*WORK TASK:* Output only the lines below that start at the line containing "Query: tree trunk" and end at the line containing "the white window", with both ends kept.

__________

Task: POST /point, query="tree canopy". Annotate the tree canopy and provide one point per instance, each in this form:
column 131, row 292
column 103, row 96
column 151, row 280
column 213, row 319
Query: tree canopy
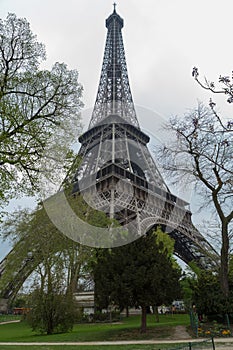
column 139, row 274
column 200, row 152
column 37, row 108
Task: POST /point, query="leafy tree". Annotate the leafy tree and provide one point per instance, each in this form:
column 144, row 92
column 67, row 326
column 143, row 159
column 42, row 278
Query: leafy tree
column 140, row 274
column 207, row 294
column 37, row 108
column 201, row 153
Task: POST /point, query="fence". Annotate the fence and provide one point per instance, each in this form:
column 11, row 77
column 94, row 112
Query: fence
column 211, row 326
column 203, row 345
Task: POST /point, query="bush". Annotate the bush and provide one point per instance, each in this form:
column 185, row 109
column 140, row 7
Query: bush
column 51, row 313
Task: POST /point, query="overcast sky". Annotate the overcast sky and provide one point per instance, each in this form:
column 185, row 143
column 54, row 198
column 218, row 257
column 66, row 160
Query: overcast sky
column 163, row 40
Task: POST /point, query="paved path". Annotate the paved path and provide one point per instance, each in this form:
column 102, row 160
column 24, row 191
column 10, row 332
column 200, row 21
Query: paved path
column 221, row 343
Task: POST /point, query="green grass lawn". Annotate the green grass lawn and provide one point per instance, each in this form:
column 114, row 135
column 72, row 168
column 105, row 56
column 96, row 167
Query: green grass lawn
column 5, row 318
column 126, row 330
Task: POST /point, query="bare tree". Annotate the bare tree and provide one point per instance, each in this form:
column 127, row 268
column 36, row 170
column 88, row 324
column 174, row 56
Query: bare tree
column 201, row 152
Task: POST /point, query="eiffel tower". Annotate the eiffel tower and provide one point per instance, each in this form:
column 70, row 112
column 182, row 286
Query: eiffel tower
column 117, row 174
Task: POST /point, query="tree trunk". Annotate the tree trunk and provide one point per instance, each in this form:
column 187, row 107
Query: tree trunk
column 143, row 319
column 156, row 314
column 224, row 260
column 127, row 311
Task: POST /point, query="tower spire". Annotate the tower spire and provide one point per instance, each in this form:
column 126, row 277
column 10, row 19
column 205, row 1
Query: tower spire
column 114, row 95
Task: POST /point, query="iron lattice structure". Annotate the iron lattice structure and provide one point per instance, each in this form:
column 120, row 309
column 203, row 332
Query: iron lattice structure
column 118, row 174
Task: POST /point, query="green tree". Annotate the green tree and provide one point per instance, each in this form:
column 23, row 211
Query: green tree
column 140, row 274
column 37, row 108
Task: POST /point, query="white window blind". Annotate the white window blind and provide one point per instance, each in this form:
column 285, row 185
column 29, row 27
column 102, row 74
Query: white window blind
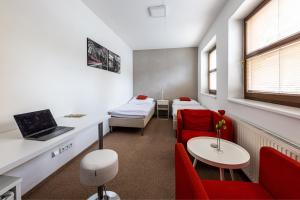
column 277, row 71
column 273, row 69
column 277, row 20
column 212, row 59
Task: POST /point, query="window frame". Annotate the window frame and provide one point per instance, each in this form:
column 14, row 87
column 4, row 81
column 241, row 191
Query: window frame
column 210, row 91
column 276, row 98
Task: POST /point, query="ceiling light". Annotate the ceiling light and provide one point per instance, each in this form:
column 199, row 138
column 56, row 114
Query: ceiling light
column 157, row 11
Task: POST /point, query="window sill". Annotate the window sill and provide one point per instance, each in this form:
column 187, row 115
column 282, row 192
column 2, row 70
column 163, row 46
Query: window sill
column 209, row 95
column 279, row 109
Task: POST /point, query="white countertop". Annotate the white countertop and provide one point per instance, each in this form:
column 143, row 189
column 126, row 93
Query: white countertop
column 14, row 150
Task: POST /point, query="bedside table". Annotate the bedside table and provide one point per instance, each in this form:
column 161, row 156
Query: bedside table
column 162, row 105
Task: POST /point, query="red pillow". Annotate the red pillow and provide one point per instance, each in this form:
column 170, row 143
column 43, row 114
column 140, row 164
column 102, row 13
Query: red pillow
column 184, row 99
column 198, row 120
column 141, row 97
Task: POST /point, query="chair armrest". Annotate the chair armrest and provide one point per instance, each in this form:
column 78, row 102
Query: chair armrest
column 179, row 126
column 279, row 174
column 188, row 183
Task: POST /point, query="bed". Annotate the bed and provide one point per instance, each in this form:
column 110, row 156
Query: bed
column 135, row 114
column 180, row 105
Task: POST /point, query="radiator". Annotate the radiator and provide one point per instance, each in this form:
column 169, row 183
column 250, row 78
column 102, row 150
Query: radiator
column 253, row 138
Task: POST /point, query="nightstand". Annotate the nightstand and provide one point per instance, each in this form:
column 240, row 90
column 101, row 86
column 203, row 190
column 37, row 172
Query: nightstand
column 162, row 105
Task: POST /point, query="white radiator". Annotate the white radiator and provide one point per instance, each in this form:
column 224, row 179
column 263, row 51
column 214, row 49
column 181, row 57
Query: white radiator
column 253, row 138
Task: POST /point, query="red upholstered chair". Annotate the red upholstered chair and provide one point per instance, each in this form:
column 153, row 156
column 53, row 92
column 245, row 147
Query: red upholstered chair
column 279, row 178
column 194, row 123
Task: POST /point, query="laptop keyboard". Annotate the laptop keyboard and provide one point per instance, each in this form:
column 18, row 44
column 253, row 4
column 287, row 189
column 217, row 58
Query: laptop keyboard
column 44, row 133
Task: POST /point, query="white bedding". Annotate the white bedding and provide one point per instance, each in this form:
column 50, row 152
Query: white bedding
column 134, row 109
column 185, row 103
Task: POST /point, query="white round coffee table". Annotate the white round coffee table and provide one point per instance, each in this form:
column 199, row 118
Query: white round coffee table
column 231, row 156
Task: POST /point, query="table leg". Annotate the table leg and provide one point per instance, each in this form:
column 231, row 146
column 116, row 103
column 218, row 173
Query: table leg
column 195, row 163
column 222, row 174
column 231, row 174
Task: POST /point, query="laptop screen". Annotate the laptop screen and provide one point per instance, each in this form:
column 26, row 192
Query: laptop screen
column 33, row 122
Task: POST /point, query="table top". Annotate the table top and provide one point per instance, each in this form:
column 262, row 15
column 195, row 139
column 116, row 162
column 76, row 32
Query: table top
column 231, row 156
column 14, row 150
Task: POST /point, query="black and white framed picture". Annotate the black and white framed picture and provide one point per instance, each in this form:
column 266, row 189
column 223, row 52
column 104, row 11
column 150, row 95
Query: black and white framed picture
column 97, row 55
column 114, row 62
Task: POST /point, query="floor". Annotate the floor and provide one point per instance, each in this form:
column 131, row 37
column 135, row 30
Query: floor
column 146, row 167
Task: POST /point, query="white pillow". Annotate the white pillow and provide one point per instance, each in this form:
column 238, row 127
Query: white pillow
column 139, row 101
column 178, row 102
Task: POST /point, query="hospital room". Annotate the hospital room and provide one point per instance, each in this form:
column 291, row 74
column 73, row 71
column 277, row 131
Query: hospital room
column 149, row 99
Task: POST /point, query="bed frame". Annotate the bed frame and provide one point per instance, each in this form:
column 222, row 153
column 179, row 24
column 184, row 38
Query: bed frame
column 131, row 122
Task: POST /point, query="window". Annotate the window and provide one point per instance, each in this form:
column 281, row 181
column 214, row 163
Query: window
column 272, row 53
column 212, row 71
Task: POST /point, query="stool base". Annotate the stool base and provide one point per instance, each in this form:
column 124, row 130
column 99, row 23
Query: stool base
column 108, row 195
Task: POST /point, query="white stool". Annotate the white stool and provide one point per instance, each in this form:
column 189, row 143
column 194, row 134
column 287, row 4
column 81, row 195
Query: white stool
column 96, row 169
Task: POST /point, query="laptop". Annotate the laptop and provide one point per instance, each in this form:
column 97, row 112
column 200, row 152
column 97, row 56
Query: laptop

__________

*EXERCISE RESPONSE:*
Query: tree trunk
column 143, row 319
column 156, row 314
column 224, row 260
column 127, row 311
Task: POST /point, query="tower spire". Annotate the tower spire and provide one point per instance, each in this form:
column 126, row 277
column 10, row 19
column 205, row 1
Query: tower spire
column 114, row 95
Task: POST /point, query="iron lattice structure". Annotate the iron lattice structure and provide one point per instance, each in this form:
column 120, row 309
column 203, row 332
Query: iron lattice structure
column 118, row 174
Task: POST /point, query="green tree". Annotate the green tree and provide one point per instance, each in this form:
column 23, row 211
Query: green tree
column 140, row 274
column 37, row 108
Task: POST /point, query="white window blind". Annotate the white window blind and provide one point per instance, each in this form:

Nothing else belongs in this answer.